** START OF Excerpted passage **

Since the methods for learning network parameters and importance coefficients are similar to the previous methods， the description thereof is omitted here for clarity.

The multi-task classification model may be configured to learn a detection task， a pedestrian attribute task and a scene attribute task. In an embodiment， the pedestrian detection results comprise a pedestrian detection score， pedestrian attributes and scene attributes.

Fig. 5 is a schematic flowchart illustrating a pedestrian detection method 2000 consistent with some disclosed embodiments. Hereafter， the method 2000 may be described in detail with respect to Fig. 6.

At the step S201， a plurality of training patches are extracted from predetermined data sources comprising a pedestrian data source and background scene data sources. According to an embodiment， during the extracting process， a plurality of training images first are selected from the pedestrian data source and the background scene data sources. For example， a region proposal method is employed to generate candidate patches from the training images. Whether each of the candidate patches is positive or negative is determined based on a type of the candidate patch. Positive and negative patches are extracted from the generated candidate patches in the P data source and negative patches are extracted from the generated candidate patches in the B data sources.

At the step S202， preset attributes are assigned to the training patches based on types of the training patches. For example， the preset attributes may comprise pedestrian attributes， shared scene attributes and unshared scene attributes. In an embodiment， the pedestrian attributes are assigned to the positive patches from the P data source， and the shared and unshared scene attributes are assigned to the negative patches from the B data sources.

At the step S203， a Task-Assistant Convolutional Neutral Network (TA-CNN) is trained based on the training patches with assigned attributes to generate a multi-task classification model. In an embodiment， the TA-CNN comprises a plurality of convolutional layers， at least one max-pooling layer and at least one fully-connected layer， and wherein each of the max-pooling layers is followed by a corresponding convolutional layer of the convolutional layers.

At the step S204， one or more pedestrians in an input image may be determined based on the generated multi-task classification model. Furthermore， pedestrian detection results are obtained based on the generated multi-task classification model. For example， the pedestrian detection results may comprise a pedestrian detection score， pedestrian attributes and scene attributes. One or more pedestrians in an input image are determined based on the obtained pedestrian detection results.

The multi-task classification model may be configured to learn a detection task， a pedestrian attribute task and a scene attribute task. The pedestrian detection results may comprise a pedestrian detection score， pedestrian attributes and scene attributes.

With the pedestrian detection apparatus and method of the present application， the number of hard negatives can be significantly decreased. Furthermore， the pedestrian attributes and background scene attributes can be predicted simultaneously. By training the multiple tasks from multiple sources using a single TA-CNN， multi-data sources visual gaps can be bridged and meanwhile attribute diversity can be enhanced. The scene attributes can be transferred from existing scene data sources without annotating manually.

Although the preferred examples of the present invention have been described， those skilled in the art can make variations or modifications to these examples upon knowing the basic inventive concept. The appended claims are intended to be considered as comprising the preferred examples and all the variations or modifications fell into the scope of the present invention.

** END OF Excerpted passage **
** START OF Supplied material **

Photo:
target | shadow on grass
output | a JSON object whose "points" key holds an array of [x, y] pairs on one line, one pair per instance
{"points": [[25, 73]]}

** END OF Supplied material **

The tasks:
[A] Write out the pedestrian detection passage from "Since the methods" up to and including "respect to Fig. 6.".
[B] Could you turn the paragraph of the pedestrian detection passage that begins "At the step S201" into a short list that keeps its main facts?
Answer from the pedestrian detection passage only, not from the material.

Results:
[A]
Since the methods for learning network parameters and importance coefficients are similar to the previous methods， the description thereof is omitted here for clarity.

The multi-task classification model may be configured to learn a detection task， a pedestrian attribute task and a scene attribute task. In an embodiment， the pedestrian detection results comprise a pedestrian detection score， pedestrian attributes and scene attributes.

Fig. 5 is a schematic flowchart illustrating a pedestrian detection method 2000 consistent with some disclosed embodiments. Hereafter， the method 2000 may be described in detail with respect to Fig. 6.

[B]
- Training patches are extracted from predetermined data sources: a pedestrian data source and background scene data sources.
- Training images are first selected from these data sources.
- A region proposal method, for example, generates candidate patches from the training images.
- Each candidate patch is judged positive or negative based on its type.
- Positive and negative patches are extracted from the candidate patches in the P data source, and only negative patches from those in the B data sources.